*STATED TASK*
Rewrite every item below in full, requests included, and shift each point coordinate in the answers by adding 36 to it.

[START OF DATA SHOWN]

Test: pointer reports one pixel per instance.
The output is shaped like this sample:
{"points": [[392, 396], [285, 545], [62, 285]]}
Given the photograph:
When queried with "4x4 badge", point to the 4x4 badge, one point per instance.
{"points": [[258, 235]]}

[END OF DATA SHOWN]

*FULL RESPONSE*
Test: pointer reports one pixel per instance.
The output is shaped like this sample:
{"points": [[392, 396], [285, 545], [62, 285]]}
Given the photograph:
When queried with "4x4 badge", point to the 4x4 badge, one point per instance.
{"points": [[294, 271]]}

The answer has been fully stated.